[PASSAGE]
It's making me mechanical.

I found this out by not calling him Fred for once. I found this out a few minutes ago lying on my couch, drinking some cold water. Cold things and sweet things (and also hot things and...anything I ingest at all) make this child move around. Evening does it, too, makes him move. The operative word in this paragraph, though, is "child".

There's a human child in there. It's not as obvious as you might think. It's particularly easy to forget, weirdly, if you are the person carrying the child. This whole thing can just seem like a large, semi-permanent medical condition wherein your midsection expands and a little constellation of other symptoms gather around it, and this midsection does some occasional flips and things. And even though you know it's a baby, your baby, it just gets to be background noise. Also, it's just par for the course to fall metaphorically asleep and sleep through your life and organize yourself in such a way that you aren't rousable, aren't disturbable. Par for my course, at least. You may be a wide-awake, blinking, vividly present monk type who eats a wild strawberry and enjoys it with every cell while a tiger chases you over a cliff to your death and you feel that, too. My waking moments are few and far between, I'm afraid, as much as I love them.

But I at least had one this evening, and it happened when I was able to strip away or at least manage in time not to add unnecessary language to the moment when the child I'm carrying moved in response to the cold water. Bang. Awake. Me. I was.

I comprehended that there was a human child in there. Not "my" child, because that puts a whole story on to the situation, a story that I already know and makes me fall asleep. No, a child. A human child. Not mine. Just in me. A child, shifting around, trying for a better position or reacting involuntarily to the cold. I was more moved by "a" child than "my" child, because "a" child is all children, everywhere. Helpless. This was a flash of something primal. Throw a child upon the earth without its parents or someone to care for it and it will die. A child in nature. Small limbs, confusion, need.

This activated something in me so much more maternal than the phrase "my child" or even more instinct-killingly, the name "Fred" does. Naming the child is necessary, but it's also distancing. You start relating to some imaginary idea of who this child is. It's the difference between an empty picture frame and a picture frame with a random photograph of an attractive model that you haven't taken out yet. Calling this baby "Fred" before we know him feels like sticking the frame up with the photograph of the model in it and imagining that this model is our loved one.

Excerpts from a dataset
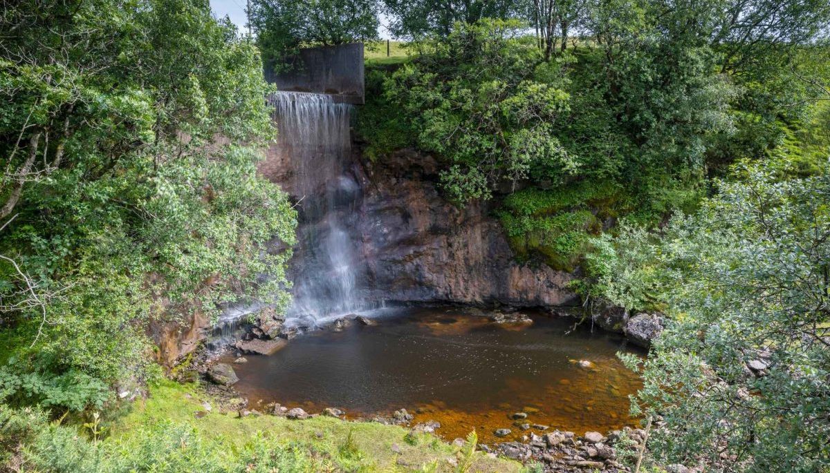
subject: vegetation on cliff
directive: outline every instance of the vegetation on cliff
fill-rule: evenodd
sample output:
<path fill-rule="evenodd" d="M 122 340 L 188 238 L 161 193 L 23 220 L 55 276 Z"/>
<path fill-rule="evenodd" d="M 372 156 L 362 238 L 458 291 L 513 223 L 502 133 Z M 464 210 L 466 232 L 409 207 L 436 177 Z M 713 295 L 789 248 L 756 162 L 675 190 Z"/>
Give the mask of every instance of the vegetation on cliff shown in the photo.
<path fill-rule="evenodd" d="M 447 198 L 496 200 L 518 258 L 579 268 L 588 305 L 665 314 L 627 359 L 645 463 L 830 467 L 830 4 L 382 3 L 252 0 L 256 40 L 207 0 L 4 7 L 3 466 L 449 469 L 458 448 L 398 427 L 197 417 L 212 400 L 160 379 L 148 335 L 286 304 L 296 214 L 256 174 L 261 56 L 375 39 L 382 7 L 411 57 L 368 73 L 366 155 L 434 155 Z"/>
<path fill-rule="evenodd" d="M 158 371 L 151 322 L 285 303 L 295 214 L 256 171 L 257 51 L 207 2 L 41 3 L 0 27 L 0 399 L 77 412 Z"/>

[WHAT TO WORK ON]
[1] In the passage about carrying a child, what was the writer drinking when the child moved this evening?
[2] Go on with the passage about carrying a child, starting after its last sentence.

[RESULTS FOR THE EXERCISE]
[1] Cold water.

[2]
I'm getting very large, and it's physically painful in ways that are new to me. A few blood cells have burst inside the skin on my stomach, leaving some tender red dots here and there. These red dots exist, and I struggle when I walk sometimes, because of a child who is curled up in my middle. A person. Another person. The other person I keep forgetting about. A person is dangling off of the front of me, encased in my skin.

I know that you know that. But it's news to me.

I'll tell you something nice that's come of this realization. I've been talking about this pregnancy a lot, naturally. I get self-conscious about that, and also self-conscious about simply being a pregnant woman - particularly a pregnant woman with another child, already. I'm thrown so centrally into my identity as a mother. Or worse, or more tritely, a mom. A mom! Hi, I'm a mom. Just a mom! Oh, you know us moms. Recommended by Dr. Mom. It's easy to feel that being pregnant and discussing it, or being a mother and discussing it, or just being either of those things at all is somehow inherently ridiculous or trite. I keep looking at myself through other people's imaginary eyes and getting bored or irritated with my very existence.

But my small moment of awakeness and accompanying burst of fierce maternal instinct to care for this human child within me cured me, at least for a bit. Mothers are ubiquitous, yes. "Moms." It's not unique. It's not "special". It is, however, extremely real and can cut all of the civilization out of you in a heartbeat. You are dropped right into the middle of the wilderness, an internal wilderness, and just like the child in utero reacting to the cold water, you respond to the child's presence involuntarily. You reach for it.